## PROBLEM DETAILS
Reproduce every entry exactly, without alteration.

--- begin ---

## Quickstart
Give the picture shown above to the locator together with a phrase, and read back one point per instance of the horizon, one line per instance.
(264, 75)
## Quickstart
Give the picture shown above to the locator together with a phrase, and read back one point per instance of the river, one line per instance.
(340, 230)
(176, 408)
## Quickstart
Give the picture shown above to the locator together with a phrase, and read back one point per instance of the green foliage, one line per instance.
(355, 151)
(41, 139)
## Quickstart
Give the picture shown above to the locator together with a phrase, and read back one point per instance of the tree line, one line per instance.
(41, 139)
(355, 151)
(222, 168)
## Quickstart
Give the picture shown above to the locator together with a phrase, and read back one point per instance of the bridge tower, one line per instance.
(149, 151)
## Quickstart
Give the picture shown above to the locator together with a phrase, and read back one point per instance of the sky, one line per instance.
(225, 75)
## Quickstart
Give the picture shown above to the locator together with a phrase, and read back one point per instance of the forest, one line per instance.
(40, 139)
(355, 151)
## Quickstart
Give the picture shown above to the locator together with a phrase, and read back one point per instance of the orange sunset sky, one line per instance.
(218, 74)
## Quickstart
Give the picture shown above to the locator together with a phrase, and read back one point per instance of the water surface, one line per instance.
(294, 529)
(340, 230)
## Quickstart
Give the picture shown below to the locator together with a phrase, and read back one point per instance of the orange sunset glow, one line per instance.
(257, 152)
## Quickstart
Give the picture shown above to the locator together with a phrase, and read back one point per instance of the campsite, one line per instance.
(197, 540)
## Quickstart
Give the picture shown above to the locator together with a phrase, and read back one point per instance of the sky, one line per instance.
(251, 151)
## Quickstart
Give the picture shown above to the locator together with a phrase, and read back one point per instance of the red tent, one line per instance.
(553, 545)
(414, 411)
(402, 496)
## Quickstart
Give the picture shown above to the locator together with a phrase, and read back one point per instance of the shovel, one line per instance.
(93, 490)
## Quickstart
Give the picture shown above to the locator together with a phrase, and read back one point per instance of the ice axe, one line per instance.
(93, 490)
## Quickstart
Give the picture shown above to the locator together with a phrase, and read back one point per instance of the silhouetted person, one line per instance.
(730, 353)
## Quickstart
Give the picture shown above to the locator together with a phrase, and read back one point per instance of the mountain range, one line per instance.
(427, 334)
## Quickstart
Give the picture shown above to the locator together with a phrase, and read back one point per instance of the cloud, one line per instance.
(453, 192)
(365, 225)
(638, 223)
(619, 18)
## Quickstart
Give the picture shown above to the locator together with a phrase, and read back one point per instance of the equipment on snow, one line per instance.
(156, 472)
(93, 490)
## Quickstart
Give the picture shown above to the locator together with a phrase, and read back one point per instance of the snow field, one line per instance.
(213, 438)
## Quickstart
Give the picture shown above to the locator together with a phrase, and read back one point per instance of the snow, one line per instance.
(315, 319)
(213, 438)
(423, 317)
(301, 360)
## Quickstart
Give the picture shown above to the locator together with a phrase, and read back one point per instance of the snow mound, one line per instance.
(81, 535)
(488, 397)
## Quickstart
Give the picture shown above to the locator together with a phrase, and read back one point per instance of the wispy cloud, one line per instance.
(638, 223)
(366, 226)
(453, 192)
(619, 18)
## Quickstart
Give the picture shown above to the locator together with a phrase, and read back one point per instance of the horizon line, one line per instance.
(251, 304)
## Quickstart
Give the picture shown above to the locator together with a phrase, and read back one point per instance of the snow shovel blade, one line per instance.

--- end ---

## RESPONSE
## Quickstart
Give the picture shown above to the locator together with a phrase, and read back one point per instance of the horizon, one line per instance.
(264, 75)
## Quickstart
Give the picture shown above to the locator together with a phrase, and read back one point per instance of the river, one line per instance.
(340, 230)
(176, 408)
## Quickstart
Give the picture shown above to the locator together with a phrase, and read back one point per instance of the green foliage, one line per instance.
(355, 151)
(41, 139)
## Quickstart
Give the picture shown above to the locator together with a phrase, and read back one point per instance of the tree line, one line per instance.
(41, 139)
(355, 151)
(222, 168)
## Quickstart
Give the picture shown above to the locator together with a phrase, and read back one point per instance of the bridge tower, one line per instance.
(149, 151)
## Quickstart
Give the picture shown above to the locator together with a phrase, and read back one point per instance of the sky, one line per instance.
(225, 75)
## Quickstart
Give the picture shown above to the locator together with a phrase, and read back one point per instance of the forest, one line per instance.
(40, 139)
(355, 151)
## Quickstart
Give the picture shown above to the locator together with a phrase, and read back one point per instance of the orange sunset sky, one line per instance.
(218, 74)
## Quickstart
Give the picture shown above to the locator together with a phrase, and read back one point per instance of the water surface, one line per instance.
(294, 529)
(340, 230)
## Quickstart
Give the picture shown below to the locator together with a phrase, and read back one point per instance of the orange sunset glow, one line per instance.
(257, 152)
## Quickstart
Give the picture shown above to the locator together with a phrase, and read back one point per instance of the campsite, one line per instance.
(197, 540)
## Quickstart
Give the picture shown above to the locator together with a phrase, and read back one point per instance of the sky, one line per instance.
(251, 151)
## Quickstart
Give the picture shown above to the locator together with a phrase, and read back one point per instance of the red tent, one line per instance.
(553, 545)
(414, 411)
(402, 496)
## Quickstart
Give the picture shown above to the locator together with a phrase, and read back one point per instance of the shovel, one line per instance.
(93, 490)
## Quickstart
Give the picture shown above to the locator together with a phrase, and read back one point per instance of the ice axe, one line per instance.
(93, 490)
## Quickstart
Give the picture shown above to the locator together with a phrase, and read back one point per instance of the silhouetted person, one line per instance.
(730, 353)
## Quickstart
Give the picture shown above to the locator together with a phrase, and read back one point per instance of the mountain range, one line per instance.
(427, 334)
## Quickstart
Give the picture shown above to the locator together with a phrase, and read back one point per instance of the cloud, one line per instance.
(453, 192)
(365, 225)
(638, 223)
(619, 18)
## Quickstart
Give the picture shown above to the locator together with a phrase, and read back one point per instance of the equipment on snow, one line per instance.
(156, 472)
(93, 490)
## Quickstart
Give the picture shown above to the locator together with a phrase, and read back one point per instance of the snow field, one line per instance.
(213, 438)
## Quickstart
Give the picture shown above to the locator together with a phrase, and read back one point per instance of the snow, one line per instance.
(315, 319)
(213, 438)
(423, 317)
(301, 360)
## Quickstart
Give the picture shown above to the locator together with a phrase, and read back one point per instance of the snow mound, one line per instance.
(81, 535)
(488, 397)
## Quickstart
Give the picture shown above to the locator together with a phrase, and read back one point per instance of the wispy cloud, one line per instance.
(638, 223)
(366, 226)
(453, 192)
(619, 18)
## Quickstart
Give the picture shown above to the locator together with a phrase, and read back one point per instance of the horizon line, one line per instance.
(251, 304)
## Quickstart
Give the picture shown above to the locator together with a phrase, and read back one point per instance of the snow shovel blade, one line per instance.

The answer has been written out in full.